§ Provided text

— START —

Evidence That The European Union Is Falling Apart Right Now

22nd May 2017 / EU
Evidence That The European Union Is Falling Apart Right Now

By Graham Vanbergen: France’s far-right leader Marine LePen who recently lost to corporate stooge Emmanuelle Macron called the United Kingdom’s vote to leave the European Union “the biggest political event in Europe since the fall of the Berlin Wall.” Could she be right? Was Brexit the first of the foundational stones to start the structural damage that eventually causes the entire building to fall down?

With Britain’s upcoming June 8th election, Theresa May will, by all accounts be emboldened by an increased majority in Parliament and go for a hard Brexit. By voting for the Conservatives the British people are implicitly voting to exit the single market.

In recent weeks though, the EU’s newest members turn out to be the fiercest opponents of the EU’s single market. And let’s be fair, the single market is THE definition of the European Union – that is to say, the free movement of people, goods, services and capital.

Hungary and Poland are transitioning toward some form of authoritarianism without as much as a whimper from the media. In both countries, elected parliamentary majorities have almost universally colonised the entire public sector.

The reason – they want to take back control. They have a grievance with the power elite within the EU. And as with so many of the really big confrontations in Brussels, it centres on farmers and food. But it’s not just Hungary and Poland.

From Politico.eu: “Central Europeans say big Western European landowners and multinational supermarkets are wiping out their farmers and shopkeepers. Protecting smallholders from powerful investors like banks has leapt to the top of the political agenda. Eastern European governments have rolled out a complex web of new laws to stop foreigners buying out swaths of ultra-cheap farmland.”

The EU Commission thinks it knows best and will not tolerate member states threatening the central column of EU policy. Some EU members and are now striking back.

— END —

§ Exercise set
[1] Name every item whose free movement the article says defines the European Union's single market.
[2] Pull out each line of the entries that contains the word "like", matching its case exactly.
The article and the entries come from unrelated sources.

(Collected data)
— START —

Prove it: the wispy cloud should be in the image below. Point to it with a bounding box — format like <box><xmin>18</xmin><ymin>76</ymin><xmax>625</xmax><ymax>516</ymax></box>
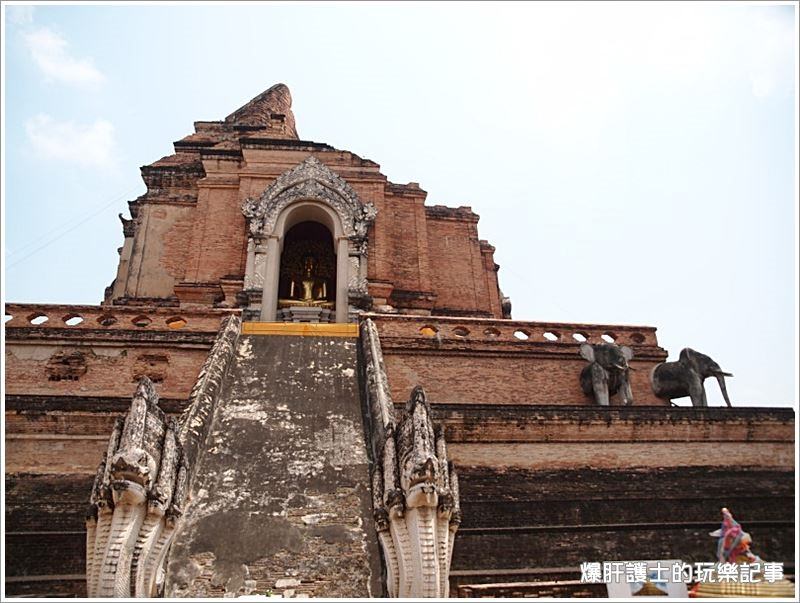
<box><xmin>25</xmin><ymin>114</ymin><xmax>116</xmax><ymax>167</ymax></box>
<box><xmin>24</xmin><ymin>27</ymin><xmax>105</xmax><ymax>85</ymax></box>
<box><xmin>6</xmin><ymin>4</ymin><xmax>33</xmax><ymax>25</ymax></box>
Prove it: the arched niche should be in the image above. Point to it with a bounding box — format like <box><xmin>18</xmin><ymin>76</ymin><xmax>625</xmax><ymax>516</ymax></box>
<box><xmin>242</xmin><ymin>156</ymin><xmax>376</xmax><ymax>322</ymax></box>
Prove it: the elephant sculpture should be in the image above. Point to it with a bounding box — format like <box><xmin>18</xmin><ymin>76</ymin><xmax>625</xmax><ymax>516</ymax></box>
<box><xmin>650</xmin><ymin>348</ymin><xmax>733</xmax><ymax>407</ymax></box>
<box><xmin>580</xmin><ymin>343</ymin><xmax>633</xmax><ymax>406</ymax></box>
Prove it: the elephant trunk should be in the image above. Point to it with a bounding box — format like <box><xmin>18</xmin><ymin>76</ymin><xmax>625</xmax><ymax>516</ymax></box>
<box><xmin>714</xmin><ymin>371</ymin><xmax>733</xmax><ymax>408</ymax></box>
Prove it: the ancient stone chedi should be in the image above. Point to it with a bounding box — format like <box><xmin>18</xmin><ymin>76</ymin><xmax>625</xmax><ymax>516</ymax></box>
<box><xmin>4</xmin><ymin>84</ymin><xmax>794</xmax><ymax>597</ymax></box>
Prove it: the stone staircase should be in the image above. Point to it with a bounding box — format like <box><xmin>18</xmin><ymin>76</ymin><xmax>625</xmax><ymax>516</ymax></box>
<box><xmin>165</xmin><ymin>323</ymin><xmax>381</xmax><ymax>597</ymax></box>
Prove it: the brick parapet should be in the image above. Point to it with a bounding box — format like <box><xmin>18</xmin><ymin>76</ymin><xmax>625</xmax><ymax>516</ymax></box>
<box><xmin>5</xmin><ymin>304</ymin><xmax>240</xmax><ymax>341</ymax></box>
<box><xmin>366</xmin><ymin>314</ymin><xmax>667</xmax><ymax>359</ymax></box>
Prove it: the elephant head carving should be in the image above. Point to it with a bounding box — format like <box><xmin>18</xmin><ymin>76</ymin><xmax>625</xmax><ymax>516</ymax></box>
<box><xmin>580</xmin><ymin>343</ymin><xmax>633</xmax><ymax>406</ymax></box>
<box><xmin>650</xmin><ymin>348</ymin><xmax>733</xmax><ymax>407</ymax></box>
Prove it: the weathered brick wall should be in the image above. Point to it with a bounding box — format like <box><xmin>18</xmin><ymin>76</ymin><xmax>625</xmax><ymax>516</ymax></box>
<box><xmin>108</xmin><ymin>107</ymin><xmax>501</xmax><ymax>317</ymax></box>
<box><xmin>4</xmin><ymin>304</ymin><xmax>230</xmax><ymax>596</ymax></box>
<box><xmin>5</xmin><ymin>304</ymin><xmax>231</xmax><ymax>398</ymax></box>
<box><xmin>426</xmin><ymin>206</ymin><xmax>502</xmax><ymax>318</ymax></box>
<box><xmin>372</xmin><ymin>315</ymin><xmax>668</xmax><ymax>406</ymax></box>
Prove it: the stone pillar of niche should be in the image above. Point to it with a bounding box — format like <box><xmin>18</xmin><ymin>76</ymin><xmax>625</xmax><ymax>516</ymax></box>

— END —

§ Final results
[1] People, goods, services and capital.

[2]
Prove it: the wispy cloud should be in the image below. Point to it with a bounding box — format like <box><xmin>18</xmin><ymin>76</ymin><xmax>625</xmax><ymax>516</ymax></box>
Prove it: the arched niche should be in the image above. Point to it with a bounding box — format like <box><xmin>18</xmin><ymin>76</ymin><xmax>625</xmax><ymax>516</ymax></box>
Prove it: the elephant sculpture should be in the image above. Point to it with a bounding box — format like <box><xmin>18</xmin><ymin>76</ymin><xmax>625</xmax><ymax>516</ymax></box>
Prove it: the elephant trunk should be in the image above. Point to it with a bounding box — format like <box><xmin>18</xmin><ymin>76</ymin><xmax>625</xmax><ymax>516</ymax></box>
Prove it: the ancient stone chedi should be in the image above. Point to it with a bounding box — format like <box><xmin>18</xmin><ymin>76</ymin><xmax>625</xmax><ymax>516</ymax></box>
Prove it: the stone staircase should be in the image above. Point to it with a bounding box — format like <box><xmin>18</xmin><ymin>76</ymin><xmax>625</xmax><ymax>516</ymax></box>
Prove it: the brick parapet should be in the image above. Point to it with a bounding box — format like <box><xmin>18</xmin><ymin>76</ymin><xmax>625</xmax><ymax>516</ymax></box>
Prove it: the elephant head carving should be in the image above. Point to it with a bounding box — format like <box><xmin>18</xmin><ymin>76</ymin><xmax>625</xmax><ymax>516</ymax></box>
Prove it: the weathered brick wall should be in the image above. Point to it with a bounding box — format like <box><xmin>18</xmin><ymin>76</ymin><xmax>625</xmax><ymax>516</ymax></box>
Prove it: the stone pillar of niche should be in the image above. Point to it with a bounding box — format like <box><xmin>18</xmin><ymin>76</ymin><xmax>625</xmax><ymax>516</ymax></box>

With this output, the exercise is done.